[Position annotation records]
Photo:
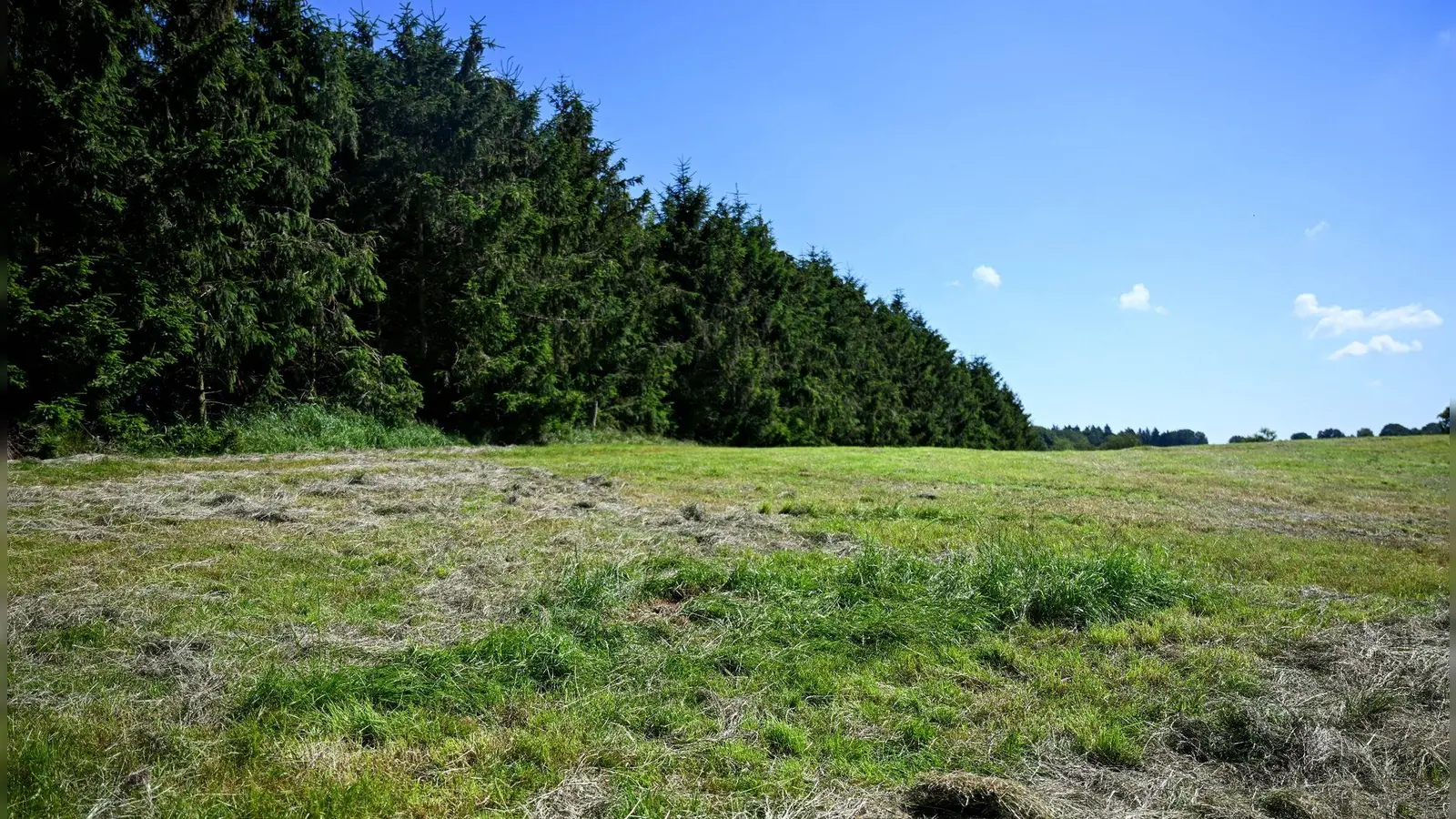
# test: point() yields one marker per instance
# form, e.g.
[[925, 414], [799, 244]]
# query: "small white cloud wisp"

— Problem statement —
Every record above should come back exactly, but without its pictures.

— Correct answer —
Photo:
# test: point() yields one marker per instance
# form, e.g.
[[925, 414], [799, 244]]
# query: "small white cloud wisp"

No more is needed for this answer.